--- start of Exercise inputs ---

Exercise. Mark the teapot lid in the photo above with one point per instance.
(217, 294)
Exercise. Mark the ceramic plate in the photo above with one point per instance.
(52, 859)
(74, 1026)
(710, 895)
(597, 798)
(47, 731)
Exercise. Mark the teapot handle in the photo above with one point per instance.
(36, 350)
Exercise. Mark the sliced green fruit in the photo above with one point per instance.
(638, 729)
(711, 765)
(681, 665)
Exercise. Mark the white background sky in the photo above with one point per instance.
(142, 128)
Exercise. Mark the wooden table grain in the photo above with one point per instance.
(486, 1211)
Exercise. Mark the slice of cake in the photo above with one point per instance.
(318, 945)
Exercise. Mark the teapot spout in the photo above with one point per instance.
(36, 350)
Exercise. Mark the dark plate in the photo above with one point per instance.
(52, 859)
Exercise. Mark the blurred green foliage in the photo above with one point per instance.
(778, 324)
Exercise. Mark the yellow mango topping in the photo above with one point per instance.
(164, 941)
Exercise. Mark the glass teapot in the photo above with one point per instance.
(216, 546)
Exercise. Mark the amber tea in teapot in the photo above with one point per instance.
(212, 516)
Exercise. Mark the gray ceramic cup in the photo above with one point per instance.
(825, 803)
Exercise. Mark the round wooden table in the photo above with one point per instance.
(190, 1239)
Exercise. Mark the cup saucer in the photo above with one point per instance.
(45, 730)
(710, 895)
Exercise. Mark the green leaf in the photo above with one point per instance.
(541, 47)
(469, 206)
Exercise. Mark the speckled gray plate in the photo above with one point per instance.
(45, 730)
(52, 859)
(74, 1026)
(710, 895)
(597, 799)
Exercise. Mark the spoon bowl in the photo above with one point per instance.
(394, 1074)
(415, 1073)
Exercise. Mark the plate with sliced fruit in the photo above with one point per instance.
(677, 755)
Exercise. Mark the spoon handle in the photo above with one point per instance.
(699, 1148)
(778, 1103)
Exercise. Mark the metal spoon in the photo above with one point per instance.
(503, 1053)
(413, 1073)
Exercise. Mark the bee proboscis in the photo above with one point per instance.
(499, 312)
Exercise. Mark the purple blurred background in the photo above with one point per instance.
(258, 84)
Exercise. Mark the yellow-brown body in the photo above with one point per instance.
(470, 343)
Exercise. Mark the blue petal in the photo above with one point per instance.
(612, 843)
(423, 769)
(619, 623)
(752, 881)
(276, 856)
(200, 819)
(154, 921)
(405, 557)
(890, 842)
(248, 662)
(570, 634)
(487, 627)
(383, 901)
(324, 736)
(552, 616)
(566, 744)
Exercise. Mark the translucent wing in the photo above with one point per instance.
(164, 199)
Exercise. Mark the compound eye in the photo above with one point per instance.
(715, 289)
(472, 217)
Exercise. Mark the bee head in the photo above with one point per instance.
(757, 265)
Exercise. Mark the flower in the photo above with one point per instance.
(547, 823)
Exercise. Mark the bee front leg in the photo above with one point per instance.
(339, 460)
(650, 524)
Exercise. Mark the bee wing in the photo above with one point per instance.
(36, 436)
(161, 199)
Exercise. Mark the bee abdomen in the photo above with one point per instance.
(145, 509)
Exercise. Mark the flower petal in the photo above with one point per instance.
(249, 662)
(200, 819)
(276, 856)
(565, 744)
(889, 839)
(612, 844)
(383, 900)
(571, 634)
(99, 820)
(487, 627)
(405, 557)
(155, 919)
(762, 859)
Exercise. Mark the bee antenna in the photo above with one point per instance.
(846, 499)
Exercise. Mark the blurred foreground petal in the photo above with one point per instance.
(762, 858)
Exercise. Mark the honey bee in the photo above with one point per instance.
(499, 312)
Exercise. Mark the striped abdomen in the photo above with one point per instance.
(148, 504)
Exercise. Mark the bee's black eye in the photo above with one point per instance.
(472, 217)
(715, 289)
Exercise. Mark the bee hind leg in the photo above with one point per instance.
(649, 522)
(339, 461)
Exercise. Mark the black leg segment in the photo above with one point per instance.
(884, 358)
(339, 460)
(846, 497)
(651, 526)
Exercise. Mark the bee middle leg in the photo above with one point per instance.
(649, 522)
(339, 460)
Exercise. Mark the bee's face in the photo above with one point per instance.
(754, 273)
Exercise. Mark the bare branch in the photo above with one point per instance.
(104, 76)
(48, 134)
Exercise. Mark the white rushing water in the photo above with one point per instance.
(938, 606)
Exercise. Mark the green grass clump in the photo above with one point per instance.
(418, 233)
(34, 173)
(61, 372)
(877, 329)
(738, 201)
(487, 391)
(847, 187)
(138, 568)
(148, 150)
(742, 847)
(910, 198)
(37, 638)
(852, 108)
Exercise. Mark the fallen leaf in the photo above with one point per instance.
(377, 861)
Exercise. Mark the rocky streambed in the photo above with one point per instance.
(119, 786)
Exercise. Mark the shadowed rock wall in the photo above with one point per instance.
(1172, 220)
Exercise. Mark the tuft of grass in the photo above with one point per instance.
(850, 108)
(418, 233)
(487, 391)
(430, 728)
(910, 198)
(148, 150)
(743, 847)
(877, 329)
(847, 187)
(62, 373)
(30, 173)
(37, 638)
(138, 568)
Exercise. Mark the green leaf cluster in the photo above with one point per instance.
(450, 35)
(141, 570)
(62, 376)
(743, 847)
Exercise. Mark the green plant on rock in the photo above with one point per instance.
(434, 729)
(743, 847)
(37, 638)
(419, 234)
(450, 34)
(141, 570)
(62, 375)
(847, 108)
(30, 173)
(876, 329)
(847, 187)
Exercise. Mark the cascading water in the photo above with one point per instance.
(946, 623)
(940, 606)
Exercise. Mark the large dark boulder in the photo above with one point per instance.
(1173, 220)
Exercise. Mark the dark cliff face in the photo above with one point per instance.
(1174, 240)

--- end of Exercise inputs ---

Given problem: Arrange the rows as a two-column CSV with the headers instruction and points. Start with the line containing "Exercise. Mark the sliced" and go on through the line containing "(486, 1211)". Put each row on one line, quote every field, and replace any line breaks with spaces.

Answer in full:
instruction,points
"Exercise. Mark the sliced green fruit in the photo above with one point per instance.","(638, 729) (711, 765) (681, 665)"
"Exercise. Mark the white background sky in the photo above with one point per instance.","(142, 128)"
"Exercise. Mark the wooden table grain in the photo above with one point per instance.","(486, 1211)"